Last week I returned to Austin and the magic of working in a partnership filled with respect but constant questioning allowed by mutual trust, Eric and I worked out a way to use this in any system that would attempt to use it. It is not enough to have the right algorithm in DttSP. The correct application is dependent ON THE USER not the algorithm designer so it requires knowledge of how one correctly uses it in a system for it to be effective.
So eight weeks ago, I added the math to DttSP v3.0. Four weeks ago I put a version in PowerSDR. Last week Eric Wachsmann and I made it practical. The practical comes in asking simply how can this mathematical magic be made useful to the user. It turned out to be remarkably simple. When you tune the radio and you tune it far enough that you change the synthesizer frequency, the algorithm starts a retraining cycle. This must be made stable. So, it starts VERY fast so that the image is almost suppressed completely in about 50ms but then it begins a step by step decrease in gain in the algorithm and at the end of the about 500ms, it has converged. So we can just turn it off then right? Wrong. The algorithm even works on noise BUT its answer is off because loud signal is a better input than noise. So we could not turn the algorithm off completely. We learned we need to leave it turned on at a low convergence rate. Then we ran into the problem that again, you Winston Smith, are not going to allow OBrien dictate to you what to do and think. You are going to tune rapidly and foul this learning algorithm up and the stack would run dry! That too turned out to be relatively easy to fix. If you change the DDS, the convergence algorithm is stopped and restarted and that is done in a thread safe manner.

-- Records shown --
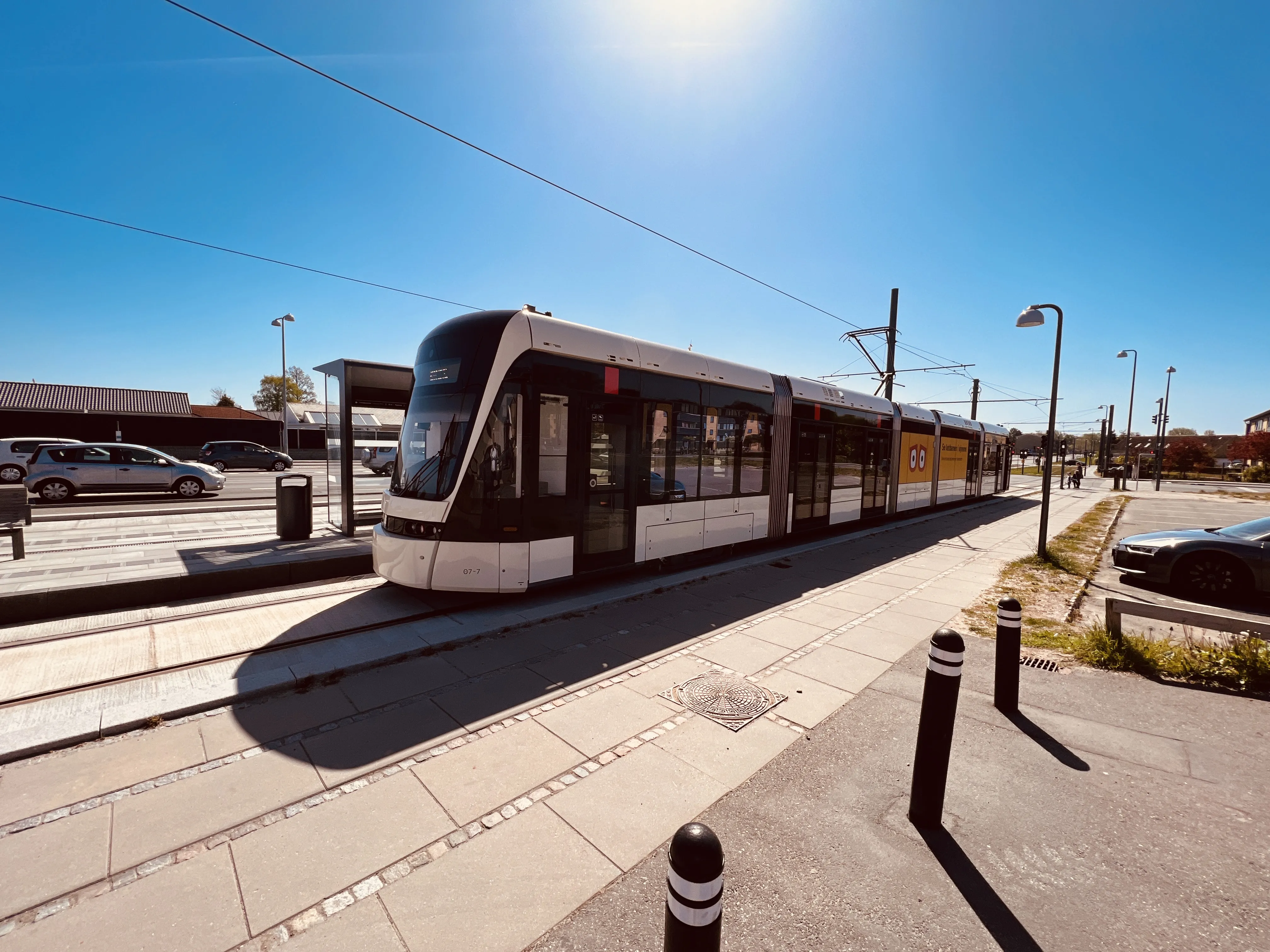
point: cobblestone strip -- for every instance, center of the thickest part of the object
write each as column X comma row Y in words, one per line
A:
column 488, row 822
column 370, row 885
column 110, row 798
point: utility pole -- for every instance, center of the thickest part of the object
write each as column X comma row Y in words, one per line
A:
column 891, row 341
column 1107, row 460
column 1164, row 424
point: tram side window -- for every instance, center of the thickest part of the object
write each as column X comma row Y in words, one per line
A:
column 719, row 455
column 553, row 444
column 658, row 447
column 496, row 464
column 688, row 452
column 755, row 457
column 849, row 455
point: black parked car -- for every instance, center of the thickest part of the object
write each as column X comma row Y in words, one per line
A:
column 243, row 456
column 1233, row 562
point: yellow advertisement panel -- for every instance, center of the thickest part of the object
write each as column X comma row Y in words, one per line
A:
column 953, row 457
column 916, row 460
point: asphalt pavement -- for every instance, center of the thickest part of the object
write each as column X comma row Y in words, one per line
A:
column 244, row 490
column 1145, row 485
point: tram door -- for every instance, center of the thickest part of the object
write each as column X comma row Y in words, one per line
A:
column 877, row 475
column 608, row 488
column 813, row 465
column 972, row 470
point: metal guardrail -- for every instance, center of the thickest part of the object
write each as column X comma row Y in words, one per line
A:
column 1119, row 607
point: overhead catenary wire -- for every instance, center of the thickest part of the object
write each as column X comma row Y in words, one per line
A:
column 505, row 162
column 233, row 252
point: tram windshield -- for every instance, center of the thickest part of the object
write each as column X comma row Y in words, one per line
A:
column 450, row 376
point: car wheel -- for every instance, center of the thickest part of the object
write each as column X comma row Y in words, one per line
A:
column 56, row 490
column 1212, row 574
column 190, row 488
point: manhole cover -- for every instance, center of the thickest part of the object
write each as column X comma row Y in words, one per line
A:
column 724, row 699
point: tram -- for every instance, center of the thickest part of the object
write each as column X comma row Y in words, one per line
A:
column 536, row 450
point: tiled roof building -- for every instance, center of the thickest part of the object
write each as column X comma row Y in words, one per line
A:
column 103, row 400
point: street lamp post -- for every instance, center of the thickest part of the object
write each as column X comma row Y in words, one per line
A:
column 283, row 417
column 1133, row 382
column 1164, row 423
column 1103, row 440
column 1034, row 318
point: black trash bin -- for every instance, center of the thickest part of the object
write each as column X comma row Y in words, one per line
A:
column 295, row 507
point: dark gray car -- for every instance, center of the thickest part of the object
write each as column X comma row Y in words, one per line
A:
column 1228, row 562
column 237, row 455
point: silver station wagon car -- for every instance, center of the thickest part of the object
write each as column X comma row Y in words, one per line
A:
column 16, row 451
column 60, row 473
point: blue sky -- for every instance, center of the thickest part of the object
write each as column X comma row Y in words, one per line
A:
column 981, row 156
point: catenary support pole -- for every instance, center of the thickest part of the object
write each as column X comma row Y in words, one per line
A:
column 891, row 341
column 1005, row 687
column 1110, row 434
column 935, row 728
column 694, row 892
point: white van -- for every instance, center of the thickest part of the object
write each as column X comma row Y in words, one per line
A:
column 380, row 460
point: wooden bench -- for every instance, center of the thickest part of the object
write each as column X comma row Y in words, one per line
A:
column 1118, row 607
column 14, row 511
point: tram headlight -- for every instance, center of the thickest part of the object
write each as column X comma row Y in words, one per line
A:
column 412, row 527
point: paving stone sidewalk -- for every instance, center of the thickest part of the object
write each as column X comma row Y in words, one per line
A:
column 1113, row 813
column 516, row 777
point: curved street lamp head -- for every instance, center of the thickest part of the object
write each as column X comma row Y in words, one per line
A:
column 1032, row 318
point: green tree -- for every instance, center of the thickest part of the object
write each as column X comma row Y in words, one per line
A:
column 221, row 398
column 1188, row 454
column 300, row 390
column 1254, row 446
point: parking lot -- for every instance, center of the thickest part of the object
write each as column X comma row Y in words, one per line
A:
column 244, row 489
column 1148, row 512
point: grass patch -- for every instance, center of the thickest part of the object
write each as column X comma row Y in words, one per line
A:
column 1047, row 587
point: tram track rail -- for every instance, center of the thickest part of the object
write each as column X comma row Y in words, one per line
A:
column 371, row 583
column 35, row 697
column 220, row 658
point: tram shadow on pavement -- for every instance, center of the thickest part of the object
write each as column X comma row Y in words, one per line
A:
column 453, row 687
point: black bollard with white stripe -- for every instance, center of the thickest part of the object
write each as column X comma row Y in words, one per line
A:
column 694, row 892
column 1010, row 621
column 935, row 728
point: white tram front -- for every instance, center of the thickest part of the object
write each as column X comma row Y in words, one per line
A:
column 535, row 450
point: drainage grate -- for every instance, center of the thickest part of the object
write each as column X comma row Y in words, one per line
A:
column 1042, row 663
column 724, row 699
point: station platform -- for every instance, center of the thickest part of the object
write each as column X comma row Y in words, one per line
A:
column 103, row 564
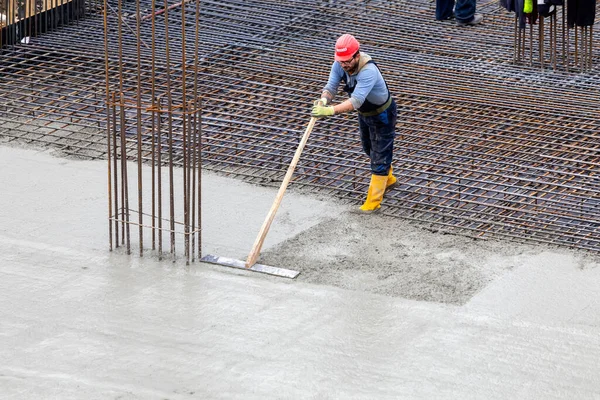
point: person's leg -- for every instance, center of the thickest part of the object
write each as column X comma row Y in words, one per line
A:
column 365, row 135
column 444, row 9
column 382, row 132
column 465, row 10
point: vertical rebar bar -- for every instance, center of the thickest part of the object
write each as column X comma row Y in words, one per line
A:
column 139, row 124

-- Exercise requirements --
1. Give every personal name that appears in the DttSP passage, spelled as it appears there.
2. Repeat, word for word, everything in the DttSP passage from "Last week I" down to "to be effective.".
You can complete this work without the listing.

-- Solved problems --
1. Eric; Eric Wachsmann; Winston Smith; OBrien

2.
Last week I returned to Austin and the magic of working in a partnership filled with respect but constant questioning allowed by mutual trust, Eric and I worked out a way to use this in any system that would attempt to use it. It is not enough to have the right algorithm in DttSP. The correct application is dependent ON THE USER not the algorithm designer so it requires knowledge of how one correctly uses it in a system for it to be effective.